Excerpted passage >>

########################################

Pages

Friday, January 24, 2014

Contrary to what editor insinuates, the presidency will not condone corruption

PHOTO | FILE President Uhuru Kenyatta (right) with his deputy William Ruto at a past function.

PHOTO | FILE President Uhuru Kenyatta (right) with his deputy William Ruto at a past function. 
By Eric Ng'eno
More by this Author
On Tuesday last week, Nation editor Macharia Gaitho penned what is arguably his most distressing op-ed titled: ‘Has Ruto let the cat out of the bag with his lament about bad advice?’ (Read the article here)
This is a barefaced contrivance to frame a non-existent political dispute along volatile ethnic contours. His contention is that Mr Charles Keter, Mr Alfred Keter and I are in a conspiracy to propagate narrow tribal interests at the behest of the Deputy President, against senior named public servants whom Mr Gaitho helpfully referenced as ‘powerful figures from Central Kenya’.
The thrust of his offensive opinion is that the Deputy President is actually waging war against the President through proxy. That is why he lined his ducks in nice little ethnic rows: Kalenjin versus Kikuyu, with the expectation that the hackles of respective bases would be raised, and an all-out conflict will subsequently consume the Jubilee Alliance.

I write to protest against this cavalier attitude to facts. First of all, as far as I can determine, Mr Alfred Keter purports to protest corruption in relation to the standard gauge railway project, and disenchantment with the tribal ratios in public sector appointments.

########################################

Given material >>
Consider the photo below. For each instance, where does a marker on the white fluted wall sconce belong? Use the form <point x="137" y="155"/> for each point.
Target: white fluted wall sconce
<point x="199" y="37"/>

########################################

Please list every person the opinion piece on the presidency and corruption names by full name.

Answer below >>
- Uhuru Kenyatta
- William Ruto
- Eric Ng'eno
- Macharia Gaitho
- Charles Keter
- Alfred Keter